## EXERCISES
(1) List every variable name in the feature-aggregation code that is assigned a value loaded with joblib.load.
(2) Quote from the feature-aggregation code, beginning at the words "# calculate fully_paid_ratio" and stopping after "inst_amt = gp.amt_instalment.tolist()".
(3) Write what comes next in the feature-aggregation code, picking up right after its final line.

#### Features aggregation dataframes

In [None]:
import joblib
import pandas as pd
import numpy as np

In [None]:
inst_df = joblib.load("data/home-credit-default-risk/pkl_files/inst_df")
cc_df = joblib.load("data/home-credit-default-risk/pkl_files/cc_df")
pos_df = joblib.load("data/home-credit-default-risk/pkl_files/pos_df")
bu_mg_df = joblib.load("data/home-credit-default-risk/pkl_files/bu_mg_df")
bu_bal_df = joblib.load("data/home-credit-default-risk/pkl_files/bu_bal_df")
comb_df = joblib.load("data/home-credit-default-risk/pkl_files/comb_df")


##### instalment_agg_df

In [None]:
# inst_agg_df
def inst_agg_df():
    """
    Aggregate installment df data
    """

    prev_curr = inst_df[
        [
            "sk_id_prev",
            "sk_id_curr",
        ]
    ].groupby(["sk_id_prev", "sk_id_curr"])
    
    prev_curr_map = list(prev_curr.groups.keys())
    
    inst_group = inst_df[
        [
            "sk_id_prev",
            "sk_id_curr",
            "num_instalment_number",
            "days_instalment",
            "days_entry_payment",
            "amt_instalment",
            "amt_payment",
        ]
    ].groupby(["sk_id_prev"])
    
    group_keys = list(inst_group.groups.keys())
    
    inst_agg_df = pd.DataFrame()
    
    total_inst_count_ls = []
    fully_paid_ratio_ls = []
    delay_inst_ratio_ls = []
    delay_total_days_ls = []
    delay_days_mean_ls = []
    total_payment_ls = []
    total_pay_owe_diff_ls = []
    total_pay_owe_diff_ratio_ls = []
    
    inst_agg_df = pd.DataFrame()
    
    
    for i in group_keys[:]:
        gp = inst_group.get_group((i,)).sort_values(by="num_instalment_number")
    
        total_inst_count = len(
            gp.groupby("num_instalment_number").days_instalment.mean().tolist()
        )
    
        # calculate fully_paid_ratio of installments
        # check if only one payment is made in one instalment
        if gp.num_instalment_number.max() == len(gp.num_instalment_number):
            inst_amt = gp.amt_instalment.tolist()
            inst_pay = gp.amt_payment.tolist()

## STORED DATA
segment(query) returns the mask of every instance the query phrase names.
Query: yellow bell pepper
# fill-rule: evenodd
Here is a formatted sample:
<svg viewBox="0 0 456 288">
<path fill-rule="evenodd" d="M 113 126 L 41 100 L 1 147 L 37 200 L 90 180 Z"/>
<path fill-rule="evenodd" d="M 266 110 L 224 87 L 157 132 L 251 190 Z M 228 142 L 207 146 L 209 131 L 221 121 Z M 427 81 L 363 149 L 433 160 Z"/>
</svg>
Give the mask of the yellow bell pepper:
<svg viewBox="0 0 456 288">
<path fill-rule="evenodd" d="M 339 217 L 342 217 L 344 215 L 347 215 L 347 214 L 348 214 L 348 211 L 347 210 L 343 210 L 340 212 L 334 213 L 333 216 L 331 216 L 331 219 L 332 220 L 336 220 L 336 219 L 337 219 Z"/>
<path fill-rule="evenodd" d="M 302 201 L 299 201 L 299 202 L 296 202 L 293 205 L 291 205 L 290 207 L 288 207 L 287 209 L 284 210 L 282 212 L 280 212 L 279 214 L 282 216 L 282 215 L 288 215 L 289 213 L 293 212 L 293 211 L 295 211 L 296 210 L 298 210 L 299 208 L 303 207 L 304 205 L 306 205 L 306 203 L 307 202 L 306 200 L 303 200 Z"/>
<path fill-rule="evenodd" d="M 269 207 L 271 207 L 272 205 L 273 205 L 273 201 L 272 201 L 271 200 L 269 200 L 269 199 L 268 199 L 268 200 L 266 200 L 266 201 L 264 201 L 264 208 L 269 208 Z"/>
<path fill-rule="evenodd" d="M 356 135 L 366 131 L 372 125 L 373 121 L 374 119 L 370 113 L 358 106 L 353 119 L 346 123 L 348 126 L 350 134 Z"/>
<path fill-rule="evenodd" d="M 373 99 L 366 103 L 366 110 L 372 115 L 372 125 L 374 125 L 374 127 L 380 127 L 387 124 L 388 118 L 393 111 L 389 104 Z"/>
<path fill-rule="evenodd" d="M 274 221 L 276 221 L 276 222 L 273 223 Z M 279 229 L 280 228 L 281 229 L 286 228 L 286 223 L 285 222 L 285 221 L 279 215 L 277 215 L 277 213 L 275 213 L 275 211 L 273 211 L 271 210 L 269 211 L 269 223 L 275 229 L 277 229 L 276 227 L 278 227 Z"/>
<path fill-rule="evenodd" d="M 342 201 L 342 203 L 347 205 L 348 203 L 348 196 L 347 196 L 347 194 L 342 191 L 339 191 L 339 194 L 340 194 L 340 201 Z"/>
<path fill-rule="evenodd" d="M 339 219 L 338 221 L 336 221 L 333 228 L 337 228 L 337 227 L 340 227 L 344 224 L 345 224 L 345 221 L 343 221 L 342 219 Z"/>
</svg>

## THE RESULTS
(1) inst_df, cc_df, pos_df, bu_mg_df, bu_bal_df, comb_df

(2)
# calculate fully_paid_ratio of installments
        # check if only one payment is made in one instalment
        if gp.num_instalment_number.max() == len(gp.num_instalment_number):
            inst_amt = gp.amt_instalment.tolist()

(3)
    
        # when more than one payment is made in the same instalment, create a mapping
        else:
        
            inst_pay = gp.groupby(
                "num_instalment_number").amt_payment.sum().tolist()
    
            inst_num_and_inst_amt = sorted(
                list(
                    set(
                        list(
                            gp[["num_instalment_number", "amt_instalment"]].itertuples(
                                index=False, name=None
                            )
                        )
                    )
                ),
                key=lambda tup: tup[0],
            )
            inst_amt = [j[1] for j in inst_num_and_inst_amt]
    
        # misalignment of inst_amt and inst_pay, occurs when there's different amt for the same instalment
        if len(inst_amt) != len(inst_pay):
            mis_ratio = sum(inst_pay) / sum(inst_amt)
            fully_paid_ratio = 1 if mis_ratio >= 1 else mis_ratio
    
        else:
            fully_paid_ratio = False
    
        if not bool(fully_paid_ratio):
            fully_paid_ratio = (
                sum([inst_amt[i] >= inst_pay[i] for i in range(total_inst_count)])
                / total_inst_count
            )
    
        pay_day_ls = gp.groupby(["num_instalment_number"]
                                ).days_entry_payment.max().tolist()
        should_pay_day_ls = (
            gp.groupby(["num_instalment_number"]).days_instalment.max().tolist()
        )
        delay_pay_days_ls = [
            pay_day_ls[i] > should_pay_day_ls[i] for i in range(len(pay_day_ls))
        ]
    
        delay_inst_ratio = sum(delay_pay_days_ls) / len(delay_pay_days_ls)
        delay_total_days = sum(
            [
                pay_day_ls[i] - should_pay_day_ls[i]
                for i in range(len(pay_day_ls))
                if pay_day_ls[i] > should_pay_day_ls[i]
            ]
        )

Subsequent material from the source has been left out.